## BEGIN ENTRIES SHOWN

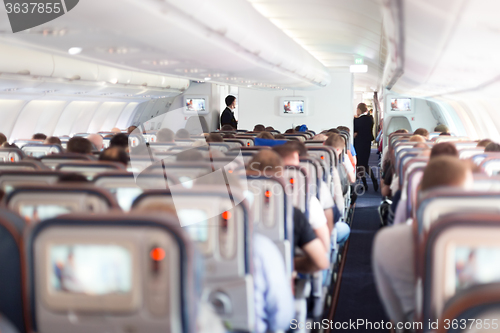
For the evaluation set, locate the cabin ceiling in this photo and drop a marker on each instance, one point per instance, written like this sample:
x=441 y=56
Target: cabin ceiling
x=282 y=44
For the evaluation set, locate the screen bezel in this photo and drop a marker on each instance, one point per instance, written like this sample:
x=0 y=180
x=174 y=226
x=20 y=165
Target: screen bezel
x=58 y=301
x=190 y=112
x=299 y=98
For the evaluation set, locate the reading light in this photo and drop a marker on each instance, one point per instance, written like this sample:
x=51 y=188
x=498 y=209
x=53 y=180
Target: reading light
x=157 y=254
x=358 y=68
x=75 y=50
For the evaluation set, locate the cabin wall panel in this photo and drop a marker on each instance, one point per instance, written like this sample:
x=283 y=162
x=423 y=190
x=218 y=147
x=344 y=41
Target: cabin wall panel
x=76 y=118
x=38 y=117
x=329 y=107
x=9 y=111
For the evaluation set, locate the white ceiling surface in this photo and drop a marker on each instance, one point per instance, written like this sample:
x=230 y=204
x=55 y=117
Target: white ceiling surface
x=451 y=46
x=227 y=40
x=336 y=32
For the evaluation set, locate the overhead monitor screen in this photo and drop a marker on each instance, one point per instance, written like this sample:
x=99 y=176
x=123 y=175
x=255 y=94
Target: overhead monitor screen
x=293 y=107
x=473 y=265
x=195 y=104
x=126 y=196
x=195 y=223
x=90 y=269
x=400 y=104
x=42 y=212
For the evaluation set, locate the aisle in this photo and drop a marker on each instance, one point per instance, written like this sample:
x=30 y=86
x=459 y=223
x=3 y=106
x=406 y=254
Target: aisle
x=358 y=297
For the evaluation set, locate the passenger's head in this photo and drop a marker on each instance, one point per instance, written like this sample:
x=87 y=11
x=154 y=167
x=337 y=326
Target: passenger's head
x=401 y=131
x=72 y=177
x=442 y=129
x=115 y=154
x=190 y=155
x=39 y=136
x=423 y=132
x=417 y=138
x=227 y=128
x=299 y=146
x=3 y=138
x=362 y=108
x=492 y=147
x=119 y=140
x=259 y=128
x=444 y=149
x=165 y=135
x=215 y=137
x=265 y=135
x=446 y=171
x=79 y=145
x=344 y=128
x=52 y=140
x=483 y=143
x=182 y=134
x=267 y=161
x=320 y=137
x=289 y=155
x=230 y=101
x=96 y=140
x=337 y=142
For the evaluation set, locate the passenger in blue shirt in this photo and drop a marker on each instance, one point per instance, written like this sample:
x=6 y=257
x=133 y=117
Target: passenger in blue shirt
x=274 y=303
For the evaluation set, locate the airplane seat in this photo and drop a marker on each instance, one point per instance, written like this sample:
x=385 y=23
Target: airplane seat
x=112 y=273
x=13 y=297
x=478 y=303
x=272 y=213
x=38 y=203
x=297 y=184
x=90 y=168
x=52 y=161
x=6 y=326
x=458 y=253
x=11 y=155
x=39 y=150
x=222 y=232
x=23 y=165
x=9 y=179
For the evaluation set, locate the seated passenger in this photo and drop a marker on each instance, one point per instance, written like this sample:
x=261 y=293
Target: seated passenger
x=52 y=140
x=422 y=132
x=483 y=143
x=79 y=145
x=165 y=135
x=304 y=238
x=119 y=140
x=39 y=136
x=3 y=138
x=130 y=129
x=115 y=154
x=259 y=128
x=96 y=140
x=492 y=147
x=214 y=137
x=182 y=134
x=393 y=251
x=338 y=143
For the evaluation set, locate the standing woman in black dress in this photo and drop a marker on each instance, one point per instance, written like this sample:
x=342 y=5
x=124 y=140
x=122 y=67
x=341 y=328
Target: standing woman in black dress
x=363 y=137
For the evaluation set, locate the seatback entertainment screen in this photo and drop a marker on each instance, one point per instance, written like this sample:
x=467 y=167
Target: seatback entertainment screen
x=293 y=107
x=401 y=104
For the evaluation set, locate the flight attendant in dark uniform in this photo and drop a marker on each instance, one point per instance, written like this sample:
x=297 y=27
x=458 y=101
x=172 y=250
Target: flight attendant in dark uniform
x=363 y=137
x=227 y=117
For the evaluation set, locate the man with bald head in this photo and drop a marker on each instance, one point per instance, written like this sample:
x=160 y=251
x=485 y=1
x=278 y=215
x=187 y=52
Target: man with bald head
x=96 y=140
x=393 y=247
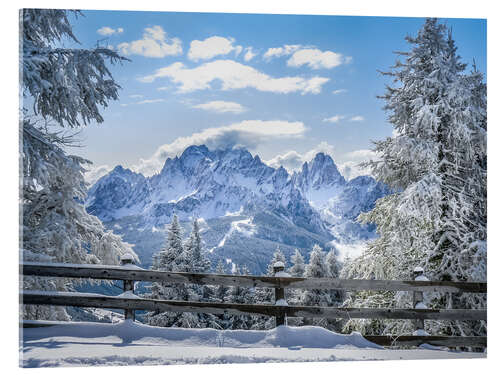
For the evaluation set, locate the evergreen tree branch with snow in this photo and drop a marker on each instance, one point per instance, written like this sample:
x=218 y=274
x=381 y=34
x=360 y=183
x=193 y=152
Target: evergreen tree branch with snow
x=67 y=88
x=176 y=256
x=436 y=163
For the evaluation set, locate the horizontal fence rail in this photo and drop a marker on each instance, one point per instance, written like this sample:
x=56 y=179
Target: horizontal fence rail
x=129 y=274
x=123 y=273
x=451 y=341
x=112 y=302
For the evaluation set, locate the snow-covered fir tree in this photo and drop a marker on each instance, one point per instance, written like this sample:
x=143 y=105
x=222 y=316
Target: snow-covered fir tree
x=266 y=295
x=316 y=268
x=169 y=258
x=221 y=294
x=436 y=163
x=179 y=257
x=62 y=88
x=197 y=260
x=336 y=296
x=245 y=295
x=298 y=265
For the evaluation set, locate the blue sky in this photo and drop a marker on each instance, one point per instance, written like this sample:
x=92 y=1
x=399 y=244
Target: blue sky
x=283 y=86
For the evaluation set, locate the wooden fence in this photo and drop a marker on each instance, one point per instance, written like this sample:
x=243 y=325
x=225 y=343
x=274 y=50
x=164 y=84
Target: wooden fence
x=129 y=302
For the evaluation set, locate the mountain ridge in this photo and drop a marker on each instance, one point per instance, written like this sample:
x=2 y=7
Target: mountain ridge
x=240 y=200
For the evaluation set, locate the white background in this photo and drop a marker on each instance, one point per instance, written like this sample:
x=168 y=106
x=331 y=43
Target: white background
x=9 y=182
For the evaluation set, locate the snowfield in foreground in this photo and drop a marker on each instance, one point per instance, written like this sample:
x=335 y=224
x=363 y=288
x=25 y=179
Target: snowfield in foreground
x=127 y=343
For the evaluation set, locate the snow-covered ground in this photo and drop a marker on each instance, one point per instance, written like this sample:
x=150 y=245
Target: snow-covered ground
x=127 y=343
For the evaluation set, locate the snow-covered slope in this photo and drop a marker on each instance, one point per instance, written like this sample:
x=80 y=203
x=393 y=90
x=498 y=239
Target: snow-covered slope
x=127 y=343
x=246 y=207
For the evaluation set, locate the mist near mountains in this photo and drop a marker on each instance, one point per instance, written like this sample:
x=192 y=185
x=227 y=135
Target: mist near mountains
x=245 y=208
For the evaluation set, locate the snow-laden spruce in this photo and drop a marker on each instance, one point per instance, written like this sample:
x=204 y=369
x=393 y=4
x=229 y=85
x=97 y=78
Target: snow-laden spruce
x=64 y=88
x=436 y=161
x=179 y=257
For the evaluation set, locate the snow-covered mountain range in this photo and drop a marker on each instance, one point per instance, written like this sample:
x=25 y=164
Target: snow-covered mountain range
x=245 y=207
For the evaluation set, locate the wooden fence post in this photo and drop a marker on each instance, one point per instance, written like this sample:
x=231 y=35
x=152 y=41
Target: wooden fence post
x=418 y=300
x=128 y=285
x=279 y=293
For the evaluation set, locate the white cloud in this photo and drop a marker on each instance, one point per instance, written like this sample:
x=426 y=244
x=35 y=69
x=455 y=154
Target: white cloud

## END ENTRIES SHOWN

- _GIVEN EXERCISE_:
Please render all of the lines above as a JSON list of strings, one string per line, with blank lines left out. Omit the pictures from your answer.

- _CORRECT RESPONSE_:
[
  "For the evaluation set, locate the cabin ceiling in this photo and drop a marker on each instance, one point per instance, written like this sample:",
  "x=441 y=56",
  "Target: cabin ceiling",
  "x=282 y=44",
  "For the evaluation set, locate the screen bezel in this photo and drop a marker on each instance, one point per instance, written like this sample:",
  "x=0 y=180",
  "x=174 y=226",
  "x=20 y=165",
  "Target: screen bezel",
  "x=58 y=301",
  "x=190 y=112",
  "x=299 y=98",
  "For the evaluation set, locate the reading light in this photo and drop a marker on each instance, one point per instance, written like this sample:",
  "x=51 y=188",
  "x=498 y=209",
  "x=53 y=180",
  "Target: reading light",
  "x=157 y=254",
  "x=358 y=68",
  "x=75 y=50",
  "For the evaluation set, locate the cabin wall panel in this photo and drop a marker on each instance, one point per instance, written like this sample:",
  "x=283 y=162",
  "x=423 y=190",
  "x=218 y=147",
  "x=344 y=41",
  "Target: cabin wall panel",
  "x=76 y=118",
  "x=38 y=117",
  "x=329 y=107",
  "x=9 y=111",
  "For the evaluation set, locate the white ceiling surface in this photo and drop a marker on each instance, one point per instance, written like this sample:",
  "x=230 y=204",
  "x=55 y=117",
  "Target: white ceiling surface",
  "x=451 y=46",
  "x=227 y=40",
  "x=336 y=32",
  "For the evaluation set, locate the overhead monitor screen in this photo and drop a marker on each instance, one point per instance, written like this sample:",
  "x=99 y=176",
  "x=123 y=175",
  "x=255 y=94",
  "Target: overhead monitor screen",
  "x=293 y=107",
  "x=473 y=265",
  "x=195 y=104",
  "x=126 y=196",
  "x=195 y=223",
  "x=90 y=269",
  "x=400 y=104",
  "x=42 y=212",
  "For the evaluation set, locate the aisle in this photo and drop a marker on each instance, one point per instance, written like this sample:",
  "x=30 y=86",
  "x=459 y=223",
  "x=3 y=106",
  "x=406 y=254",
  "Target: aisle",
  "x=358 y=297",
  "For the evaluation set, locate the passenger's head in this photo and drop a marker on each instance, one point per instance, written like this sample:",
  "x=87 y=11",
  "x=154 y=167",
  "x=337 y=326",
  "Target: passenger's head",
  "x=401 y=131",
  "x=72 y=177",
  "x=442 y=129",
  "x=115 y=154",
  "x=190 y=155",
  "x=39 y=136",
  "x=423 y=132",
  "x=417 y=138",
  "x=227 y=128",
  "x=299 y=146",
  "x=3 y=138",
  "x=362 y=108",
  "x=492 y=147",
  "x=119 y=140",
  "x=259 y=128",
  "x=444 y=149",
  "x=165 y=135",
  "x=215 y=137",
  "x=265 y=135",
  "x=446 y=171",
  "x=79 y=145",
  "x=344 y=128",
  "x=52 y=140",
  "x=483 y=143",
  "x=182 y=134",
  "x=267 y=161",
  "x=320 y=137",
  "x=289 y=155",
  "x=230 y=101",
  "x=96 y=140",
  "x=337 y=142",
  "For the evaluation set, locate the passenger in blue shirt in this photo and drop a marker on each instance, one point per instance, written like this sample:",
  "x=6 y=257",
  "x=133 y=117",
  "Target: passenger in blue shirt",
  "x=274 y=303",
  "For the evaluation set, locate the airplane seat in this photo and drop a marker on each instance, one point per instance, written like this sample:",
  "x=385 y=23",
  "Target: airplane seat",
  "x=112 y=273",
  "x=13 y=297",
  "x=478 y=303",
  "x=272 y=213",
  "x=38 y=203",
  "x=297 y=184",
  "x=90 y=168",
  "x=52 y=161",
  "x=6 y=326",
  "x=458 y=253",
  "x=11 y=155",
  "x=39 y=150",
  "x=222 y=232",
  "x=23 y=165",
  "x=9 y=179",
  "For the evaluation set, locate the seated passenger in this photo and drop a marker on each instance, one point per instance, written like this sample:",
  "x=261 y=293",
  "Target: seated passenger",
  "x=52 y=140",
  "x=422 y=132",
  "x=483 y=143",
  "x=79 y=145",
  "x=165 y=135",
  "x=304 y=238",
  "x=119 y=140",
  "x=39 y=136",
  "x=3 y=138",
  "x=130 y=129",
  "x=115 y=154",
  "x=259 y=128",
  "x=96 y=140",
  "x=492 y=147",
  "x=214 y=137",
  "x=182 y=134",
  "x=393 y=251",
  "x=338 y=143",
  "For the evaluation set, locate the standing woman in black dress in this photo and drop a marker on each instance, one point per instance, written like this sample:",
  "x=342 y=5",
  "x=124 y=140",
  "x=122 y=67",
  "x=341 y=328",
  "Target: standing woman in black dress",
  "x=363 y=137",
  "For the evaluation set, locate the seatback entertainment screen in this photo and drop a marker on each instance, one point per instance, written like this sample:",
  "x=467 y=167",
  "Target: seatback entertainment screen",
  "x=293 y=107",
  "x=401 y=104",
  "For the evaluation set, locate the flight attendant in dark uniform in this photo and drop a marker on each instance, one point per instance, written like this sample:",
  "x=297 y=27",
  "x=458 y=101",
  "x=172 y=250",
  "Target: flight attendant in dark uniform",
  "x=363 y=137",
  "x=227 y=117",
  "For the evaluation set, locate the man with bald head in this photo and drop a marker on each instance, one point per instance, written like this sample:",
  "x=160 y=251",
  "x=485 y=1",
  "x=278 y=215",
  "x=187 y=52",
  "Target: man with bald head",
  "x=96 y=140",
  "x=393 y=247",
  "For the evaluation set, locate the evergreen tree branch with snow in this photo and drop a marker on each instance, one point per instance, written like this sample:",
  "x=218 y=274",
  "x=381 y=34",
  "x=360 y=183",
  "x=193 y=152",
  "Target: evergreen tree branch with snow",
  "x=67 y=88",
  "x=176 y=256",
  "x=436 y=163",
  "For the evaluation set, locate the horizontal fence rail in this photo and drop a marker on each instance, one point per instance, written like this sample:",
  "x=56 y=179",
  "Target: horizontal fence rail",
  "x=129 y=274",
  "x=123 y=273",
  "x=451 y=341",
  "x=112 y=302",
  "For the evaluation set, locate the snow-covered fir tree in this photo and drop a marker on each instance, one point per instance, written like this sample:",
  "x=143 y=105",
  "x=222 y=316",
  "Target: snow-covered fir tree",
  "x=266 y=295",
  "x=316 y=268",
  "x=169 y=258",
  "x=221 y=294",
  "x=436 y=163",
  "x=179 y=257",
  "x=62 y=88",
  "x=197 y=260",
  "x=336 y=296",
  "x=245 y=295",
  "x=298 y=265",
  "For the evaluation set, locate the blue sky in this photo and drop a marker on each instance, one point per instance, written like this sample:",
  "x=92 y=1",
  "x=399 y=244",
  "Target: blue sky",
  "x=283 y=86",
  "For the evaluation set, locate the wooden fence in this photo and drop a marker on each instance, one point per instance, written like this sample:",
  "x=243 y=325",
  "x=225 y=343",
  "x=274 y=50",
  "x=164 y=84",
  "Target: wooden fence",
  "x=129 y=302",
  "For the evaluation set, locate the mountain ridge in this photo and drop a marker on each instance, one point per instance, written like this sample:",
  "x=2 y=7",
  "Target: mountain ridge",
  "x=240 y=200",
  "For the evaluation set, locate the white background in this photo and drop a marker on each instance, one point per instance, written like this sample:",
  "x=168 y=106",
  "x=331 y=43",
  "Target: white background",
  "x=9 y=182",
  "For the evaluation set, locate the snowfield in foreground in this photo and drop a marker on each instance, one point per instance, written like this sample:",
  "x=335 y=224",
  "x=363 y=288",
  "x=25 y=179",
  "Target: snowfield in foreground",
  "x=127 y=343",
  "For the evaluation set, locate the snow-covered ground in this photo and drop a marker on each instance, one point per instance, written like this sample:",
  "x=150 y=245",
  "Target: snow-covered ground",
  "x=127 y=343",
  "For the evaluation set, locate the snow-covered slope in this photo and drop a marker on each instance, one point per instance, written like this sample:",
  "x=80 y=203",
  "x=393 y=90",
  "x=498 y=239",
  "Target: snow-covered slope",
  "x=127 y=343",
  "x=246 y=207",
  "For the evaluation set, locate the mist near mountains in this photo and drop a marker on each instance, one point per instance, written like this sample:",
  "x=192 y=185",
  "x=227 y=135",
  "Target: mist near mountains",
  "x=245 y=208",
  "For the evaluation set, locate the snow-laden spruce in this photo and drop a marker on each instance, one point per instance, written like this sample:",
  "x=204 y=369",
  "x=393 y=4",
  "x=229 y=85",
  "x=97 y=78",
  "Target: snow-laden spruce",
  "x=64 y=88",
  "x=436 y=161",
  "x=179 y=257",
  "For the evaluation set, locate the snow-covered mountain range in this photo and drop a marker on each instance, one point per instance, written like this sample:",
  "x=25 y=164",
  "Target: snow-covered mountain range",
  "x=245 y=207",
  "For the evaluation set, locate the wooden fence post in this photo and drop a marker on each instance, one point per instance, written like this sample:",
  "x=231 y=35",
  "x=152 y=41",
  "Target: wooden fence post",
  "x=418 y=300",
  "x=128 y=285",
  "x=279 y=293",
  "For the evaluation set, locate the white cloud in this photo and drop a marker on each instance, one point per instance, written like this sample:",
  "x=426 y=244",
  "x=35 y=69",
  "x=455 y=154",
  "Target: white cloud"
]